◆ Problems to work on:
1. Rewrite the passage on foreign secrecy and audits from "Auditing’s Snafu: Foreign" to "financial reporting integrity.", replacing "China" with "Brazil".
2. Answer these questions using the passage on foreign secrecy and audits.
(a) According to assertions abroad, what do local secrecy laws restrict access to?
(b) Which federal agency is seeking access to audit work papers in the case described?
(c) What 2010 Supreme Court ruling do the firm's lawyers cite?

◆ Text section:
----------------------------------------
Auditing’s Snafu: Foreign Secrecy and Impaired Audits
Many US companies maintain substantial global operations, with increasing volumes of business done in China; many foreign companies are listed on US securities exchanges. This cross-border expansion makes the reliability of financial reports created in foreign locales increasingly important. Yet, in tandem with this cross-border expansion, there have been increasing assertions abroad, including in China, that local secrecy laws restrict access to the work papers of auditors, frustrating the ability of US federal authorities to enforce US securities laws designed to promote financial reporting integrity.
The snafu was joined this week in a case where the SEC is seeking access to audit work papers of a Deloitte affiliate in Shagnhai but the firm refuses. The firm’s lawyers cite Morrison v. National Australia Bank, the 2010 SCOTUS ruling that, absent explicit language, federal statutes are seen as intended to apply within the US, not be extraterritorial. It said that the federal securities laws lacked such explication.
----------------------------------------
◆ Source excerpt:
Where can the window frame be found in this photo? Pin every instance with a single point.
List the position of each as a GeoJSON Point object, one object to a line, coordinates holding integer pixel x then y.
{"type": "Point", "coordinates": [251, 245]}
----------------------------------------
◆ Worked solutions:
1.
Auditing’s Snafu: Foreign Secrecy and Impaired Audits
Many US companies maintain substantial global operations, with increasing volumes of business done in Brazil; many foreign companies are listed on US securities exchanges. This cross-border expansion makes the reliability of financial reports created in foreign locales increasingly important. Yet, in tandem with this cross-border expansion, there have been increasing assertions abroad, including in Brazil, that local secrecy laws restrict access to the work papers of auditors, frustrating the ability of US federal authorities to enforce US securities laws designed to promote financial reporting integrity.

2.
(a) The work papers of auditors.
(b) The SEC.
(c) Morrison v. National Australia Bank.